◆ EXERCISE PROMPT ◆
Tally the lines of the records below that contain the string "span", with case counting, and give only the number.

◆ SUPPLIED ENTRIES ◆
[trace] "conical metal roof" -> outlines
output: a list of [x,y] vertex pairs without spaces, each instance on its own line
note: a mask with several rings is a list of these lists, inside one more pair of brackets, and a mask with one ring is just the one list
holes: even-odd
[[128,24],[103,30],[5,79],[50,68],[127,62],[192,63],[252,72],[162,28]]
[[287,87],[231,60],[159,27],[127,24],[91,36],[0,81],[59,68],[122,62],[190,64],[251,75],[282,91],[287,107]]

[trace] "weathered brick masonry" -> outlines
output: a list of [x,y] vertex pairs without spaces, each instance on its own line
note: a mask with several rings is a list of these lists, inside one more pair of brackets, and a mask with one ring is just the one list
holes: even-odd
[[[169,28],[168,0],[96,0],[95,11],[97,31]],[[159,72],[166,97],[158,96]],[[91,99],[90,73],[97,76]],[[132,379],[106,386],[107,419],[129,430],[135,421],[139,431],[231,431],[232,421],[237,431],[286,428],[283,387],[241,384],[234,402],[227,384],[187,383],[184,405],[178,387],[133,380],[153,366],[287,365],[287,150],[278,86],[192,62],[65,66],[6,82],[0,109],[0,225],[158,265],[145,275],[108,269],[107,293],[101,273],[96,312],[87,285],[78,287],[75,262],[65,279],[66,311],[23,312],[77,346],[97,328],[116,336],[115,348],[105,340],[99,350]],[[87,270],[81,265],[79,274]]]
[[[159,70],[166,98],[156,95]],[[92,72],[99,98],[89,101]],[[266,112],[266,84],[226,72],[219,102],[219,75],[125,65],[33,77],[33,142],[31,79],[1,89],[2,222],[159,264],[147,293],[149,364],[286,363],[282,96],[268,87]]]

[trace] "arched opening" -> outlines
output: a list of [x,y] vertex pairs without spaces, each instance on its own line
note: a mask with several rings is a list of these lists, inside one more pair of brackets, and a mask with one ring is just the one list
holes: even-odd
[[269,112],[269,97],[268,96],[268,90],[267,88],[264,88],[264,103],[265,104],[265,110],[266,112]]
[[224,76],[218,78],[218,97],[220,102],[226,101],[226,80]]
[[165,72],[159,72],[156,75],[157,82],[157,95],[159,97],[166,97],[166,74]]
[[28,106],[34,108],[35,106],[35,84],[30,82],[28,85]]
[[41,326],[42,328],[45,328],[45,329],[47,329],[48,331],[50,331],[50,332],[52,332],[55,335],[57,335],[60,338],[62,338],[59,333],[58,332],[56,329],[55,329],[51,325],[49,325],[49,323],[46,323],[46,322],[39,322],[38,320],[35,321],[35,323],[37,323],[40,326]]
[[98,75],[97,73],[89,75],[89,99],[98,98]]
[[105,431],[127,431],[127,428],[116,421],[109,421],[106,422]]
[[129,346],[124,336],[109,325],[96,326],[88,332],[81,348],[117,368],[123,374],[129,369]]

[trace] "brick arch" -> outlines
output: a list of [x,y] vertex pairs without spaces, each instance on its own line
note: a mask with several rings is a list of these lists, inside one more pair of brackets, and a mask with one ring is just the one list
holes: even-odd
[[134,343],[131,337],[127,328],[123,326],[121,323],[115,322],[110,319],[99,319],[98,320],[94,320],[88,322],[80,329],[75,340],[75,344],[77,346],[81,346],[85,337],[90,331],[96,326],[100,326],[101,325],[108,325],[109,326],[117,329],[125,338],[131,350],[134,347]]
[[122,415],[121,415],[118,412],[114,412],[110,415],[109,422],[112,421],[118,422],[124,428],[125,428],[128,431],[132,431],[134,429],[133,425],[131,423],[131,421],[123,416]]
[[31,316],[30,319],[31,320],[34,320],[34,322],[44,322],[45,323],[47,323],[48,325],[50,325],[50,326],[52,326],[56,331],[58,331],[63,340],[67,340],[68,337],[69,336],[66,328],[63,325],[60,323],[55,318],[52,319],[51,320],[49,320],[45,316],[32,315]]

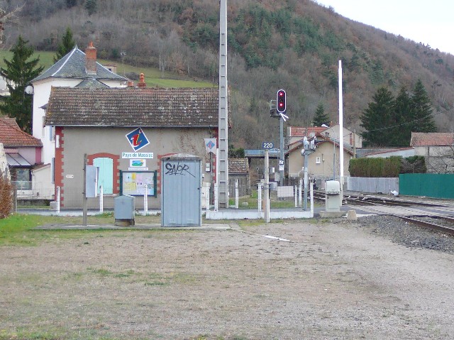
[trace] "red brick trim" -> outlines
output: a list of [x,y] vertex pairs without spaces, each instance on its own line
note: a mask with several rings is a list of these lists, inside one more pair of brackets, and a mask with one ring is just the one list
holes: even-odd
[[156,186],[157,187],[157,193],[161,193],[161,158],[162,157],[175,155],[176,153],[165,153],[164,155],[157,155],[157,174],[156,175]]
[[[57,141],[59,147],[57,148]],[[60,205],[65,207],[65,187],[63,187],[63,151],[65,150],[65,131],[62,126],[55,127],[55,158],[54,158],[55,197],[57,199],[57,187],[60,187]]]
[[98,153],[92,155],[88,155],[87,156],[87,163],[88,165],[93,165],[93,161],[95,158],[111,158],[113,161],[114,166],[114,194],[118,194],[120,192],[120,156],[118,155],[114,155],[113,153]]

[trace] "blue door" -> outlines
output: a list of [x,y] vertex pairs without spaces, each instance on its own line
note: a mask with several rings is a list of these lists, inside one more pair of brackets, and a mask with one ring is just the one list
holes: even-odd
[[93,165],[99,168],[98,194],[101,185],[104,194],[114,194],[114,160],[106,157],[95,158]]

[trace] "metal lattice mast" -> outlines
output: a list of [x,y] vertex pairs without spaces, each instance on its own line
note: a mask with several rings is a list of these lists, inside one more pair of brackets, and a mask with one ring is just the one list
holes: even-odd
[[219,119],[218,183],[219,207],[228,207],[228,109],[227,89],[227,0],[219,11]]

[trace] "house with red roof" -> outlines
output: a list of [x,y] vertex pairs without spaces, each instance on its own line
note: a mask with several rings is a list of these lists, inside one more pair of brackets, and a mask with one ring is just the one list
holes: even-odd
[[41,141],[23,131],[12,118],[0,118],[0,143],[3,144],[11,181],[19,194],[33,194],[33,169],[41,164]]
[[415,155],[426,158],[429,173],[454,173],[454,133],[412,132]]
[[44,124],[45,109],[52,87],[96,89],[126,86],[128,79],[113,72],[115,68],[104,67],[98,62],[96,54],[96,48],[92,43],[89,43],[84,52],[74,46],[31,82],[33,94],[33,135],[43,143],[41,160],[43,166],[39,170],[39,176],[47,182],[46,186],[54,185],[55,150],[55,143],[58,143],[55,140],[55,128]]
[[[205,138],[218,133],[216,88],[52,87],[45,126],[55,131],[55,184],[64,208],[80,208],[83,162],[99,168],[105,208],[128,194],[160,208],[161,159],[177,154],[201,158],[203,182],[216,182],[216,157]],[[101,194],[99,187],[99,194]],[[97,199],[89,199],[96,208]]]

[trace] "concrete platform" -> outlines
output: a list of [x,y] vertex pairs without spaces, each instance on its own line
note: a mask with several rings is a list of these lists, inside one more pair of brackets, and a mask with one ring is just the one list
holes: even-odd
[[322,219],[336,219],[345,216],[345,212],[326,212],[324,210],[320,210],[319,212],[320,217]]

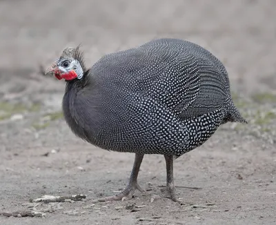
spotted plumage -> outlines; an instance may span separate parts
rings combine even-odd
[[[65,50],[59,63],[64,59],[79,62],[70,64],[77,75],[67,81],[65,119],[77,136],[103,149],[161,154],[169,164],[221,124],[246,122],[233,102],[221,62],[191,42],[153,40],[103,56],[88,70],[79,48]]]

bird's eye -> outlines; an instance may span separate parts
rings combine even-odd
[[[67,68],[69,66],[69,63],[68,63],[68,61],[66,61],[62,63],[61,66],[62,66],[62,67]]]

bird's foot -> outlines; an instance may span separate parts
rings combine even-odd
[[[137,183],[130,182],[126,188],[120,193],[112,196],[99,198],[95,200],[95,202],[128,200],[132,198],[134,193],[136,190],[138,190],[141,193],[146,193],[146,191],[142,188],[141,188]]]
[[[164,197],[167,197],[176,202],[182,202],[177,197],[175,188],[174,185],[168,185],[166,188],[161,188],[161,192]]]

◆ WRITTEN SOLUTION ◆
3